Directions →
- 1) List the column names shown in the example data frame header in the thread.
- 2) In the listing, rewrite the lines from the one containing "Practice. Indicate each instance of the lattice" through the one containing "x=924, y=379", with both end lines included. Raise every x and y value in the answer coordinates by 9, and leave all other lines as they are.

Text section →
======

[R] Newbie-ish question on iteratively applying function to dataframe

Wed Mar 16 17:32:58 CET 2011

Brilliant - that was really useful!

On Tue, Mar 15, 2011 at 3:46 PM, Ista Zahn <izahn at psych.rochester.edu> wrote:
> Hi Claus,
>
> On Tue, Mar 15, 2011 at 9:33 AM, Claus O'Rourke <claus.orourke at gmail.com> wrote:
>> Hi,
>> I am trying to recursively apply a function to a selection of columns
>> in a dataframe. I've had a look around and from what I have read, I
>> should be using some version of the apply function, but I'm really
>> having some headaches with it.
>
> I would just do it in a loop (see below)
>>
>> Let me be more specific with an example.
>>
>> Say I have a data frame similar to the following
>>
>> A     x     y     z     r1    r2    r3    r4
>> 0.1  0.2  0.1 ...

======

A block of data
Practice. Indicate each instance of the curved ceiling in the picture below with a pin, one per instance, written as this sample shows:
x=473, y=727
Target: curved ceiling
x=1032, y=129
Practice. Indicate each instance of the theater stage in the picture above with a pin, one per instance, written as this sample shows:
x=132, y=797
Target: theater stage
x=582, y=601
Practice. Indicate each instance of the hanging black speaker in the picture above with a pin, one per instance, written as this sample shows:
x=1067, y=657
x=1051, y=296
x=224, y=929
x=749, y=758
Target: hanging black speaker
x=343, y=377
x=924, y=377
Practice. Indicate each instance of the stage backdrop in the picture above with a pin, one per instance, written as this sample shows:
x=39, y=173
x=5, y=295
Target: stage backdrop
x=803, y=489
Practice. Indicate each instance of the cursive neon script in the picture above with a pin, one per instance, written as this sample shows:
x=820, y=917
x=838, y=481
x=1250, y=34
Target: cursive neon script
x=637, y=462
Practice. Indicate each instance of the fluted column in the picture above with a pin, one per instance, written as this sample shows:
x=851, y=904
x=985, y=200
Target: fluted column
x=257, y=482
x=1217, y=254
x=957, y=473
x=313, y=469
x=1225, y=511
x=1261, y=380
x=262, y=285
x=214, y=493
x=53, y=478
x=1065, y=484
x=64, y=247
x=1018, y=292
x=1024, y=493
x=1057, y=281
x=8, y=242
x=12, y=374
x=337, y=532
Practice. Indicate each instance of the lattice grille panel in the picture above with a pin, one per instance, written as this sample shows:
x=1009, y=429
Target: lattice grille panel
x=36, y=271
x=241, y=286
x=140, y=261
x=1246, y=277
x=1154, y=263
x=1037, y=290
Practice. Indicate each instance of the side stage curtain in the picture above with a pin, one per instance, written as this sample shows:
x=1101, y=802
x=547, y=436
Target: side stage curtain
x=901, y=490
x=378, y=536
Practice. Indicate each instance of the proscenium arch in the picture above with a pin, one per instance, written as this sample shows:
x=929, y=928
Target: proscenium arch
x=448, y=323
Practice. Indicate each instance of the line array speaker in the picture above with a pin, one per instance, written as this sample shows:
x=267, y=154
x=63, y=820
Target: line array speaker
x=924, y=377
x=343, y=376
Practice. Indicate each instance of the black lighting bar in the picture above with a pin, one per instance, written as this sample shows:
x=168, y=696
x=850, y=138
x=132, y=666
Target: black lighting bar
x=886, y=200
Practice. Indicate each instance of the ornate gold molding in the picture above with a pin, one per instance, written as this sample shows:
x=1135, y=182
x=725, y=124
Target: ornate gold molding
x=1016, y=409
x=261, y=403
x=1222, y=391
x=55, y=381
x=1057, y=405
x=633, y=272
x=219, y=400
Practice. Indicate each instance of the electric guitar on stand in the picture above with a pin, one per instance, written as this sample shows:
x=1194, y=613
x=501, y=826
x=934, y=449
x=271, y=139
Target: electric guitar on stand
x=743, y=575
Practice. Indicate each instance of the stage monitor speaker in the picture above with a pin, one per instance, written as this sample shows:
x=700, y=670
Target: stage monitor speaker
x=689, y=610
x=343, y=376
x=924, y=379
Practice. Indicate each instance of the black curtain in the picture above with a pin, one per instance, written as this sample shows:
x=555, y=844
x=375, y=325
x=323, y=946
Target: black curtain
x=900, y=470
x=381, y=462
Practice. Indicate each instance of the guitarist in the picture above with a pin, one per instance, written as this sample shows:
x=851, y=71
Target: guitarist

======

Outputs for the tasks →
- 1) A, x, y, z, r1, r2, r3, r4

- 2)
Practice. Indicate each instance of the lattice grille panel in the picture above with a pin, one per instance, written as this sample shows:
x=1009, y=429
Target: lattice grille panel
x=45, y=280
x=250, y=295
x=149, y=270
x=1255, y=286
x=1163, y=272
x=1046, y=299
Practice. Indicate each instance of the side stage curtain in the picture above with a pin, one per instance, written as this sample shows:
x=1101, y=802
x=547, y=436
Target: side stage curtain
x=910, y=499
x=387, y=545
Practice. Indicate each instance of the proscenium arch in the picture above with a pin, one per instance, written as this sample shows:
x=929, y=928
Target: proscenium arch
x=457, y=332
Practice. Indicate each instance of the line array speaker in the picture above with a pin, one per instance, written as this sample shows:
x=267, y=154
x=63, y=820
Target: line array speaker
x=933, y=386
x=352, y=385
Practice. Indicate each instance of the black lighting bar in the picture above with a pin, one per instance, written as this sample shows:
x=168, y=696
x=850, y=138
x=132, y=666
Target: black lighting bar
x=895, y=209
Practice. Indicate each instance of the ornate gold molding in the picture above with a pin, one per instance, written as this sample shows:
x=1135, y=182
x=725, y=124
Target: ornate gold molding
x=1025, y=418
x=270, y=412
x=1231, y=400
x=64, y=390
x=1066, y=414
x=642, y=281
x=228, y=409
Practice. Indicate each instance of the electric guitar on stand in the picture above with a pin, one per instance, written as this sample shows:
x=1194, y=613
x=501, y=826
x=934, y=449
x=271, y=139
Target: electric guitar on stand
x=752, y=584
Practice. Indicate each instance of the stage monitor speaker in the picture above with a pin, one per instance, written as this sample shows:
x=700, y=670
Target: stage monitor speaker
x=698, y=619
x=352, y=385
x=933, y=388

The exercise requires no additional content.